Texte affiché:

Il a averti : « L’économie britannique, qui ralentit, est sur le point d’entrer en récession. L’inflation est à son taux le plus élevé depuis des décennies et les ménages font face à des factures d’énergie paralysantes en raison de la guerre en Ukraine… »

En outre, « Le pays est en passe d’enregistrer l’année prochaine la plus faible croissance économique et l’inflation la plus élevée du Groupe des sept pays riches, selon l’Organisation de coopération et de développement économiques… Sans intervention majeure du gouvernement, la combinaison de la hausse des prix de l’énergie et de la faiblesse des salaires se traduira par une baisse d’environ 3000 livres, soit environ 3500 dollars par an, du revenu disponible moyen des ménages britanniques d’ici 2024 : la plus forte baisse du niveau de vie depuis un siècle, selon la Resolution Foundation, un groupe de réflexion britannique ».

Truss doit donc affronter et vaincre une opposition croissante de la classe ouvrière : « Elle devra faire face à la poursuite de ce qui a été un été long et chaud de mécontentement ». « De nombreuses grèves » ont déjà éclaté, « dont le plus grand débrayage ferroviaire depuis 1989 ».

Énoncé écrit 1: Dans le texte sur l'économie britannique, de combien le revenu disponible moyen des ménages britanniques baisserait-il d'ici 2024 sans intervention majeure du gouvernement ?
Énoncé écrit 2: Poursuivez, s'il vous plaît, le texte sur l'économie britannique à partir de sa dernière phrase.
Le matériel ci-dessous n'est pas nécessaire.

Données enregistrées:
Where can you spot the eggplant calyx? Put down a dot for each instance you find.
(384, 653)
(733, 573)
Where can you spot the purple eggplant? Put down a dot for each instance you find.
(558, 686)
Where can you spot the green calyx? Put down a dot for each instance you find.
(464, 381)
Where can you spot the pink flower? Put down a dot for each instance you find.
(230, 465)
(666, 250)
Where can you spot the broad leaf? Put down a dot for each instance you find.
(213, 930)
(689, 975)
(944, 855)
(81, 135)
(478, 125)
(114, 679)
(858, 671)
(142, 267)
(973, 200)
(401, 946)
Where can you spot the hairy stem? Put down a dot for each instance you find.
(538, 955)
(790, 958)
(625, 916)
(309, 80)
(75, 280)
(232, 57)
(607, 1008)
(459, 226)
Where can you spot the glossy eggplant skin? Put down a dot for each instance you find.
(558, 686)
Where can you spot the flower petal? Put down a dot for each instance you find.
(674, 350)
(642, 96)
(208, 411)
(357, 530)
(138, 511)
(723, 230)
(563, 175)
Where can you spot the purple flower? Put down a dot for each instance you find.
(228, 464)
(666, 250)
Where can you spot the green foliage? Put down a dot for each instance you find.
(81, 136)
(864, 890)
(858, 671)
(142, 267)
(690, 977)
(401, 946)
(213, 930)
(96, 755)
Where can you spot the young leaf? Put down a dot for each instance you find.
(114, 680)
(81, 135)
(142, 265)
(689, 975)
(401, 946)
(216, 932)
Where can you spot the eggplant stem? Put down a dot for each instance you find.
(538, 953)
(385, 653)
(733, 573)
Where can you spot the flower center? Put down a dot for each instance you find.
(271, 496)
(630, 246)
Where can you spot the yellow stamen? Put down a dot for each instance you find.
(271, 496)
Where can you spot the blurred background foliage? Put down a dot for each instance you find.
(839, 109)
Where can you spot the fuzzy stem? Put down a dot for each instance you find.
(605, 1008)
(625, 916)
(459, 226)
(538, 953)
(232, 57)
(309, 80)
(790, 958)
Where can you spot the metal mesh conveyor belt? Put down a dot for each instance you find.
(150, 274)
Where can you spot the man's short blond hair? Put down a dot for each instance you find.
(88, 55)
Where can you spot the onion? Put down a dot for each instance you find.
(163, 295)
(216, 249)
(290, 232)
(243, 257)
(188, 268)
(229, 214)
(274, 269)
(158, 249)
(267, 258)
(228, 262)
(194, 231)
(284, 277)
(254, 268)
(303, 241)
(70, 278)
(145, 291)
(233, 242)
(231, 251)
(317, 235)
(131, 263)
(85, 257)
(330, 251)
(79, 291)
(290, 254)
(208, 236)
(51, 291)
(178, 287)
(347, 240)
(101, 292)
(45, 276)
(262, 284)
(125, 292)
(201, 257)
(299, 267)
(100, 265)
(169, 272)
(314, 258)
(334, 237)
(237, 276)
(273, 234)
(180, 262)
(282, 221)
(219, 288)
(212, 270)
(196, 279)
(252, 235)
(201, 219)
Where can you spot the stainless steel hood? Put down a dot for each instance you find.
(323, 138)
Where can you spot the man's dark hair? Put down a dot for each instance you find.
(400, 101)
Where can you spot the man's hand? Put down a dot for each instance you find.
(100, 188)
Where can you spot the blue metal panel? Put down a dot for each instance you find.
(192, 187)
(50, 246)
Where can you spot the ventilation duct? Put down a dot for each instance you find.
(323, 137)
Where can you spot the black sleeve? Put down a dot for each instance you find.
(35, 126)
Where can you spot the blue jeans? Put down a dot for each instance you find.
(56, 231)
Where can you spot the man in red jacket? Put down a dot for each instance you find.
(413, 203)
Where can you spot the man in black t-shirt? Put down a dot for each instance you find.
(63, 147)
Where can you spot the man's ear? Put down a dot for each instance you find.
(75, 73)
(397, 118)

Réponse 1: D'environ 3000 livres, soit environ 3500 dollars par an.

Réponse 2:
La classe ouvrière ne peut vaincre cet assaut qu’en s’opposant au Parti travailliste et à la bureaucratie syndicale qui tentent d’étouffer la lutte des classes face à l’offensive conjointe du gouvernement et du grand capital menée depuis Downing Street.

Le rôle soporifique des syndicats a été illustré par Mick Lynch, du syndicat Rail, Maritime and Transport Workers, chargé de diriger l’une des plus importantes grèves de Grande-Bretagne. Après avoir déclaré qu’il appellerait à une grève générale si Liz Truss, qui s’est engagée à adopter une série de lois antigrève dans les 30 jours, était élue, Lynch a déclaré : « Liz Truss devrait agir dans l’intérêt national et jouer un rôle positif pour aider à régler le conflit ferroviaire. Cela signifie investir dans l’infrastructure ferroviaire, libérer Network Rail et les compagnies ferroviaires afin que nous puissions parvenir à un accord négocié sur la sécurité de l’emploi, les salaires et les conditions de travail ».